■ **Directive**:
Restate the data below word for word. Skip any images it contains.

■ **Provided records**:
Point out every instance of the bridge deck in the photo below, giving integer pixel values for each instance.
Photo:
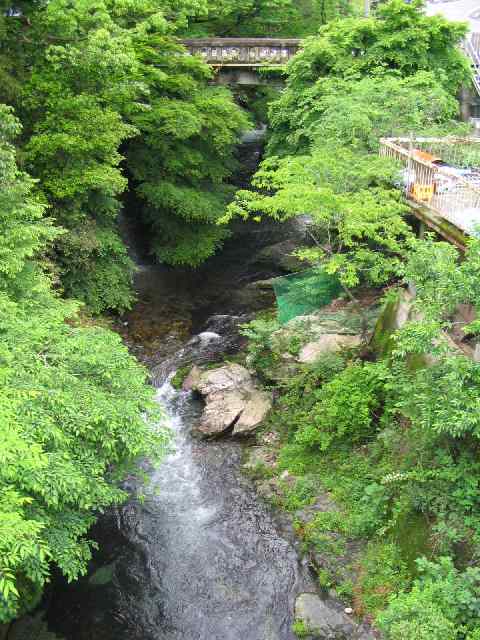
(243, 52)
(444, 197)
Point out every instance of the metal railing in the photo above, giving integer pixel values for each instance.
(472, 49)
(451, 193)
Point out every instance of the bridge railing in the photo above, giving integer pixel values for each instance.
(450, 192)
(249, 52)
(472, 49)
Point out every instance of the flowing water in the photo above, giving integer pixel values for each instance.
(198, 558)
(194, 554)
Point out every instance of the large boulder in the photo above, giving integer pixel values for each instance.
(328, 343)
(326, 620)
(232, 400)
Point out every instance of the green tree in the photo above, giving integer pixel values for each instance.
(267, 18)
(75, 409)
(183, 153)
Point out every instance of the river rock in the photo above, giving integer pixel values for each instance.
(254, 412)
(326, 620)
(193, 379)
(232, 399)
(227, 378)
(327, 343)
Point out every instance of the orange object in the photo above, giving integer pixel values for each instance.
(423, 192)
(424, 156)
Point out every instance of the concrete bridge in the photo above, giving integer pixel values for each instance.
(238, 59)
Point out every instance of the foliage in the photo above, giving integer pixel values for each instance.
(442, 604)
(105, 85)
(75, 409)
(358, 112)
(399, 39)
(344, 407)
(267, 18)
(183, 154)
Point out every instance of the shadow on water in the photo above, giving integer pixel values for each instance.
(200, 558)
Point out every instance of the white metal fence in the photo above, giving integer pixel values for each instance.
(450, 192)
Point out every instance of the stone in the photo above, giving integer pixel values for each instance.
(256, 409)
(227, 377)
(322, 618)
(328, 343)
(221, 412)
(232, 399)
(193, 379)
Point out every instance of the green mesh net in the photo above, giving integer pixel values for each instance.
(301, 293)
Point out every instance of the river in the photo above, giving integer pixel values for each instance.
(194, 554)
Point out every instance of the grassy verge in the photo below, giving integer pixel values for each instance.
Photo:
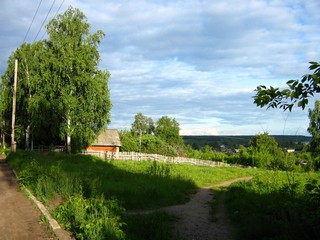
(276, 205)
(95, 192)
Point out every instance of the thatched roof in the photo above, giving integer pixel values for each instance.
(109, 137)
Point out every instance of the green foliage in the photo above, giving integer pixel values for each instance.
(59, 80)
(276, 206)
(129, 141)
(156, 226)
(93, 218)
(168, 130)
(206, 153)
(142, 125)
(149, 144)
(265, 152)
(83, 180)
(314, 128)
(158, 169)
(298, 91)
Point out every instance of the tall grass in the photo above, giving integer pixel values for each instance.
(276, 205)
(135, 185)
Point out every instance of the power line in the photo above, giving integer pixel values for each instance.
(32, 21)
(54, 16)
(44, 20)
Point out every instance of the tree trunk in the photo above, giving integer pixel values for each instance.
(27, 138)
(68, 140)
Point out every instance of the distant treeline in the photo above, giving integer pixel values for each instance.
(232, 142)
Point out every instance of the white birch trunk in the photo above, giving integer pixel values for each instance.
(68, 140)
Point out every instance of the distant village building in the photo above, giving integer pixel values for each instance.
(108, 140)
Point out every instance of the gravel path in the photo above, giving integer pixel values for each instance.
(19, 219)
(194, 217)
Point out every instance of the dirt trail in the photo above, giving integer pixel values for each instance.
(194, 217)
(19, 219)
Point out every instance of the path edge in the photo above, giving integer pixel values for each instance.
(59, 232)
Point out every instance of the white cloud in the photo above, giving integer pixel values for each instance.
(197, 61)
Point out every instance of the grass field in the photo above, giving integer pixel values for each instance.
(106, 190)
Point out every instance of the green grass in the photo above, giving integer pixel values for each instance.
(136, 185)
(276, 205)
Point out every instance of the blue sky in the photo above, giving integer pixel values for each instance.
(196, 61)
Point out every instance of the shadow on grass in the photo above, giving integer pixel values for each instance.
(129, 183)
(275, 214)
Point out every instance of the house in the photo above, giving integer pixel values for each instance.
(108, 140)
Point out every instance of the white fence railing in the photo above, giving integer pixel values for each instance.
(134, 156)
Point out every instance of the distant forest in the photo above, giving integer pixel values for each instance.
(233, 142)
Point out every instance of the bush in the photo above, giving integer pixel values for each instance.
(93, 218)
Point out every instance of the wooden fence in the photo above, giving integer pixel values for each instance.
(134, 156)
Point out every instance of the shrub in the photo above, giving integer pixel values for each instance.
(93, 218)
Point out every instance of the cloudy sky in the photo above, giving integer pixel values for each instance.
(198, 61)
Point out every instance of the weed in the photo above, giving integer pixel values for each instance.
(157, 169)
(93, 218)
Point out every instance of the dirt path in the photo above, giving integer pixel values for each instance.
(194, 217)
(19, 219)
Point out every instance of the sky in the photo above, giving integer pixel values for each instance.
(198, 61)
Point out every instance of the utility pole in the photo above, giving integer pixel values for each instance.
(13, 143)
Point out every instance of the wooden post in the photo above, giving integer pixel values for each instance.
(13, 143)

■ **Task response**:
Point out every instance of the bridge deck in the photo below, giving integer pixel values for each instance.
Photo:
(243, 52)
(444, 197)
Point out every instance of the metal railing in the photo above, giving integer pixel values for each instance.
(472, 49)
(451, 193)
Point out every instance of the bridge railing in the photo above, giving integer pixel values for each instance.
(450, 192)
(249, 52)
(472, 49)
Point out every instance of the flowing water in the photo above, giving integer pixel values for each instance.
(198, 558)
(194, 554)
Point out every instance of the large boulder in the photo above, giving integer pixel values for each instance.
(328, 343)
(326, 620)
(232, 400)
Point out every instance of the green tree in the photo above, giving integer pixel values for each instance.
(267, 18)
(75, 409)
(183, 153)
Point out every instance of the river rock in the photo above, giving integer pixel values for each instance.
(254, 412)
(326, 620)
(193, 379)
(232, 399)
(227, 378)
(327, 343)
Point out every instance of the orange object in the photo above, giving integer pixel values for each instance.
(423, 192)
(424, 156)
Point out every instance of the concrete bridge in the photo above, giving integer pixel values for each instance.
(238, 59)
Point out every instance of the foliage in the photo above, giving integer pixel values for each instance.
(442, 604)
(105, 85)
(75, 409)
(358, 112)
(399, 39)
(344, 407)
(267, 18)
(183, 154)
Point out every instance of the shadow on water in the photo above, giving integer pixel values for each instance.
(200, 558)
Point out every instance of the white metal fence in the photo above, giving integer pixel values for each instance.
(450, 192)
Point out every instance of the stone in the photo above, giving integer pixel values for each instance.
(256, 409)
(227, 377)
(322, 618)
(328, 343)
(221, 412)
(232, 399)
(193, 379)
Point out every instance of the green mesh net in the photo above, giving integer pixel values for each instance.
(301, 293)
Point out every instance of the river in the photo above, giving integer pixel values for each instance.
(194, 554)
Point out every instance of the grassy verge in the photo below, giving integer pixel values for each instance.
Photo:
(276, 205)
(95, 192)
Point out every instance of the thatched roof in the photo above, giving integer pixel values for each instance.
(109, 137)
Point out every instance of the green foliage in the photo above, giving integer pixel values for each instance.
(59, 80)
(276, 206)
(129, 141)
(156, 226)
(93, 218)
(168, 130)
(206, 153)
(142, 125)
(149, 144)
(265, 152)
(83, 180)
(314, 128)
(158, 169)
(298, 91)
Point out every instance of the tall grass in the photo above, giving integer pixel values for each instance.
(276, 205)
(135, 185)
Point out every instance of the power line in the photo above, giving integer pixel values for each instance.
(32, 21)
(54, 16)
(44, 20)
Point out every instance of the tree trunk in the photo above, giving integer pixel values for each instance.
(27, 138)
(68, 140)
Point out every instance of the distant treeline in the photo above, giving integer pixel values for each instance.
(232, 142)
Point out every instance of the white birch trunk in the photo above, giving integer pixel values for each instance.
(68, 140)
Point out every instance of the distant village building in the photo above, giving integer pixel values for each instance.
(108, 140)
Point out every instance of the gravel path in the photo above, giving integer pixel values for each instance.
(19, 219)
(194, 217)
Point out every instance of the dirt trail in the photo above, giving integer pixel values for each instance.
(194, 217)
(19, 219)
Point out every instance of the path edge in the photo above, giving integer pixel values for each instance.
(59, 232)
Point out every instance of the white cloud in the photo above, giving integer pixel values for each instance.
(197, 61)
Point out every instance of the grass field in the photo above, giving integer pixel values for each instance.
(106, 190)
Point out every instance of the green grass in the photo above, giving integer pixel values for each instance.
(136, 185)
(276, 205)
Point out every instance of the blue sky in the photo above, giving integer pixel values for each instance.
(196, 61)
Point out every instance of the shadow on grass in the photo above, giving integer pixel values for each instance.
(129, 183)
(275, 214)
Point out every instance of the house in the photo above, giving integer pixel values for each instance.
(108, 140)
Point out every instance of the white fence railing in the photo above, giving integer pixel values for each instance.
(134, 156)
Point out every instance of the distant forest in the photo above, giving integer pixel values for each instance.
(233, 142)
Point out every instance of the bush in the photo above, giving integer pixel values for each instance.
(93, 218)
Point out every instance of the wooden fence in the photo above, giving integer pixel values for each instance.
(134, 156)
Point out every instance of the shrub in the photo above, giving integer pixel values for each instance.
(93, 218)
Point out every instance of the cloudy sky in the photo above, giving integer pixel values for each instance.
(198, 61)
Point out every instance of the weed in the photo above, giving integer pixel values for each instance.
(157, 169)
(93, 218)
Point out every instance of the dirt path in the photo above, giving integer pixel values for each instance.
(194, 217)
(19, 219)
Point out every instance of the sky in the photo above, giving integer pixel values for each instance.
(198, 61)
Point out every instance of the utility pole in the photo above, giving integer pixel values for each instance.
(13, 143)
Point out every instance of the wooden post in the photo above, giving integer pixel values for each instance.
(13, 143)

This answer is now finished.